----- Data for this exercise -----

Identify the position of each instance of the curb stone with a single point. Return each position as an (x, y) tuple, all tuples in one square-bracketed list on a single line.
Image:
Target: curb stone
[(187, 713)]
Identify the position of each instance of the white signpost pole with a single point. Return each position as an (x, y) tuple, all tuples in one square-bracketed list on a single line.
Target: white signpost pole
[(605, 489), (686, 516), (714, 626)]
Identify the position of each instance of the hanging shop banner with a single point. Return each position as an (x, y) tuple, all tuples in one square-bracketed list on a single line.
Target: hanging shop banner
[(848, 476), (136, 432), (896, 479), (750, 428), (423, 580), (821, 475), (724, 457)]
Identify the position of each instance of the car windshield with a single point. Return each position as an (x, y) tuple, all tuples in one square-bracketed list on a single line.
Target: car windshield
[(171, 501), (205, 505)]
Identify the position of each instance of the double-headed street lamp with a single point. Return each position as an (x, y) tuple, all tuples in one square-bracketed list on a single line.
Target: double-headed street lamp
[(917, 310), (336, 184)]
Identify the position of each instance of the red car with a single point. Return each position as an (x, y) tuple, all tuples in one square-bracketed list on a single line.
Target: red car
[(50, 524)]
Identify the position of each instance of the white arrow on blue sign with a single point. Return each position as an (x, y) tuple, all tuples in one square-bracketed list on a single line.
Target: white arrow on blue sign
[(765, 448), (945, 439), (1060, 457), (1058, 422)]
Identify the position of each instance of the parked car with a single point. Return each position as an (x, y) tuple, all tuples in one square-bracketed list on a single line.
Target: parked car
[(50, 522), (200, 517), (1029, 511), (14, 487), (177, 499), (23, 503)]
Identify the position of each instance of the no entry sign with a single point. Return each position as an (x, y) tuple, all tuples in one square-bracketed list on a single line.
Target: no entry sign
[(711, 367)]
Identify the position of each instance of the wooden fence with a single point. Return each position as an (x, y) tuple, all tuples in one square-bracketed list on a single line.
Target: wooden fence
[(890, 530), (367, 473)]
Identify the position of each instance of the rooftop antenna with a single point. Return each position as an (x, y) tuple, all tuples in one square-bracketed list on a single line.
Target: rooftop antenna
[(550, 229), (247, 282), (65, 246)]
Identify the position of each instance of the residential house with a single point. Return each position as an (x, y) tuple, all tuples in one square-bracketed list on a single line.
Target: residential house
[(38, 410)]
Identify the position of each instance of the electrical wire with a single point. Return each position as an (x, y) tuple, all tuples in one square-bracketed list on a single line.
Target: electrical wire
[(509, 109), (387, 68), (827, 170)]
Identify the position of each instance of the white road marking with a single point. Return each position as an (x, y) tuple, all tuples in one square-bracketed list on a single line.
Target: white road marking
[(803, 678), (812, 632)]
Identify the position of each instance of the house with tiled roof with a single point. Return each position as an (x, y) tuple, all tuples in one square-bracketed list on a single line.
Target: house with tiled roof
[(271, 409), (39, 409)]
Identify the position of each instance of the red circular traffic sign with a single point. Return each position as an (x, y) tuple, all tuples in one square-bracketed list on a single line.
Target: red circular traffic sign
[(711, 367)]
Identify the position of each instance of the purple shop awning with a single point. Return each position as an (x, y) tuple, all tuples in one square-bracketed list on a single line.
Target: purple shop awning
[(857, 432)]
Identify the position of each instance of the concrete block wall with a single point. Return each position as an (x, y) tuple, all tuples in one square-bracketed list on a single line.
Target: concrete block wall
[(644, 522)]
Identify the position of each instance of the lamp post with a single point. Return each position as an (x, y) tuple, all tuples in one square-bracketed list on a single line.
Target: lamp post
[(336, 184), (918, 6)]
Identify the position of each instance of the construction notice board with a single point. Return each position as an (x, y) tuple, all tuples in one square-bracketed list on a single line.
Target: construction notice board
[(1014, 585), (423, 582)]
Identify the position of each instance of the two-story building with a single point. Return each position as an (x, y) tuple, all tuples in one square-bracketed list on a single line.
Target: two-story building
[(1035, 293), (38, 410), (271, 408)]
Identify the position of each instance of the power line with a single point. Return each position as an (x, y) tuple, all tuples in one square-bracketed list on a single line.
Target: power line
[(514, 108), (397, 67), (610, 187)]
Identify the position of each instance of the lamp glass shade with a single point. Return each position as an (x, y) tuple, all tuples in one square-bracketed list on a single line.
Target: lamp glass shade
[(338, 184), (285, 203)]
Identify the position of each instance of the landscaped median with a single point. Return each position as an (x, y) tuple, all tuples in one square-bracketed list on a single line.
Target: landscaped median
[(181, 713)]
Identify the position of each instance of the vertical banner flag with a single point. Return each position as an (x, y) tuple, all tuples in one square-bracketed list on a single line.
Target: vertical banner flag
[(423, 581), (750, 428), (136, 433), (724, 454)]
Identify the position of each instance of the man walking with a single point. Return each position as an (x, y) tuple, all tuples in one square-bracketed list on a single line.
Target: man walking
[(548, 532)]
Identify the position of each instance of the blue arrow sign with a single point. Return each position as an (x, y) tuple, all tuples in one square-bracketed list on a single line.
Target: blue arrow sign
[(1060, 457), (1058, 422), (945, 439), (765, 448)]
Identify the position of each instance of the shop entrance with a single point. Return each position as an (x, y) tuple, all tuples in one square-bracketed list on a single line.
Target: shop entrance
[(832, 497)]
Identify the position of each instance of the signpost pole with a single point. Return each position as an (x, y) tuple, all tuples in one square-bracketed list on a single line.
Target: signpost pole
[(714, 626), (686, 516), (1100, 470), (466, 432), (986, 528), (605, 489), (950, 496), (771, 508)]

-----

:: Task statement ::
Make an exact copy of all the entries above.

:: Task answer ::
Identify the position of each instance of the curb stone with a single point. Return each position as an (x, y) tuple, all tuples in one square-bracketed list on a single line.
Image:
Target: curb stone
[(187, 713)]
Identify the position of each instance of the white signpost pole with a single point. Return each position as an (x, y) tuple, all tuples in one square-bracketed list on a single line.
Target: white signpost pole
[(605, 489), (686, 516), (714, 626)]
Identify the position of each instance of the hanging shop banner with a single point. Return each position as an (x, y) tuple, all tuples in one square-bracketed list on a single line.
Target: hanging shop banner
[(848, 476), (136, 432), (896, 479), (750, 428), (423, 580), (821, 475), (724, 457)]
Identify the position of each instance of the car windshield with a single point. Return each position as an (x, y) tuple, all tuples in one square-bracketed list on a single line.
Target: car windshield
[(171, 501), (205, 505)]
Identify the position of each instance of the double-headed street lamp with a single point. Return each position as an (x, y) tuple, all tuples in one square-bracketed list on a single line.
Target: double-headed street lamp
[(917, 310), (336, 184)]
Identify the position of each instance of the red car with a single point. Return each position as an (x, y) tuple, all tuples in one square-bracketed list on a single line.
Target: red car
[(50, 524)]
Identify the position of each instance of the white arrow on blue sign with a single point. Return each position as an (x, y) tuple, all tuples in one square-bracketed list on a single line.
Target: white arrow on blue sign
[(765, 448), (945, 439), (1060, 457), (1058, 422)]
Identify the position of each instance of the parked car with a single point. Return each position as an (x, y) tuple, all tuples in one square-bracketed list on a single line.
Target: parked car
[(50, 522), (200, 517), (1029, 511), (14, 487), (177, 499), (23, 503)]
Identify the position of each instance of the no entry sign with a single point. Return each position as an (x, y) tuple, all tuples in one square-bracketed list on a single line.
Target: no entry sign
[(711, 367)]
Identify the position of each instance of the wooden fence with a single point. Return each position as an (x, y) tuple, all tuples in one square-bracketed list on a single line.
Target: wooden fence
[(890, 530), (367, 473)]
Identify the position of each instance of the rooftop antenna with a single point. Return each position as an (x, y) tuple, all tuples in one square-bracketed list on a single line.
Target: rooftop antenna
[(550, 229), (247, 282), (65, 246)]
Identify the position of each instance of the residential house with a single point. Return each position as an (x, y) tuple, all tuples in one square-bracketed list on a single line.
Target: residential house
[(38, 410)]
Identify the position of each instance of the electrical wire with a single point. Return each position as an (x, y) tuple, all tuples in one square-bracketed list on a single line.
Target: electrical wire
[(509, 109), (387, 68), (827, 170)]
Identify the position of each instance of the white road marking with a single point. Return each position as an (x, y) tuple, all tuples in one square-bracketed list on a single line.
Target: white road marking
[(803, 678), (812, 632)]
Identify the position of each instance of the house with tiled roof with a single point. Return each position as an (x, y) tuple, all tuples in one square-bracketed list on a single line.
Target: house with tiled roof
[(271, 409), (39, 409)]
Identify the position of each instance of the red circular traffic sign with a single point. Return each position as an (x, y) tuple, all tuples in one square-bracketed list on a single line.
Target: red circular traffic sign
[(711, 367)]
Identify the position of each instance of the purple shop awning with a single point. Return each position as an (x, y) tuple, all tuples in one square-bracketed list on a single line.
Target: purple shop awning
[(857, 432)]
Identify the position of each instance of the concrete block wall with a single point. Return each position as an (x, y) tuple, all tuples in one square-bracketed list on a single line.
Target: concrete block wall
[(644, 522)]
Identify the position of each instance of the lamp post with a single point. Return each position as an (x, y) tuple, all tuples in one square-bracketed list on a single line.
Target: lamp post
[(336, 184), (918, 6)]
Identify the position of each instance of the construction notice board with a single point. Return each position as an (x, y) tuple, all tuples in one square-bracketed list on a single line.
Target: construction notice board
[(1014, 585), (423, 582)]
Identify the position of each instance of the two-story building with a single point. Return each position as an (x, y) tuple, all tuples in one square-bracketed list on a single line.
Target: two-story building
[(1035, 293), (38, 410), (271, 408)]
Identify the position of each instance of the power line with a single point. Return each position as an (x, y) tuple, all tuples in one square-bracketed list on a single line.
Target: power line
[(514, 108), (397, 67), (610, 187)]
Identify the position of each instance of the lamp glass shade with a single point. Return each position as an (x, y) tuple, all tuples in one square-bracketed list on a single line.
Target: lamp glass shade
[(338, 184), (285, 203)]
Identify the position of each instance of the landscaped median with a single point. Return each position as an (x, y) tuple, all tuples in one square-bracketed list on a single line.
Target: landscaped median
[(181, 713)]
Identify the position of each instance of the vertical banner flag with a single point. Return each position as an (x, y) tuple, all tuples in one square-bracketed list on a single line.
Target: vertical banner flag
[(423, 581), (750, 428), (136, 433), (724, 454)]
Identify the position of each instance of the man walking with a single point. Return each position as an (x, y) tuple, all tuples in one square-bracketed list on a single line.
Target: man walking
[(548, 532)]
Identify the position of each instance of the blue arrow sign with a single point. Return each position as an (x, y) tuple, all tuples in one square-bracketed list on a single line.
Target: blue arrow sign
[(1060, 457), (1058, 422), (945, 439), (765, 448)]
Identify the position of each instance of the shop entrance with a single point. Return each position as an (x, y) tuple, all tuples in one square-bracketed list on a single line.
Target: shop entrance
[(832, 497)]
Identify the position of each instance of the signpost pole with a single point. Return each position as an (x, y) tuple, all tuples in one square-bracketed list on a single line.
Target: signpost pole
[(714, 626), (686, 516), (1100, 470), (466, 432), (986, 528), (605, 489), (950, 496), (771, 508)]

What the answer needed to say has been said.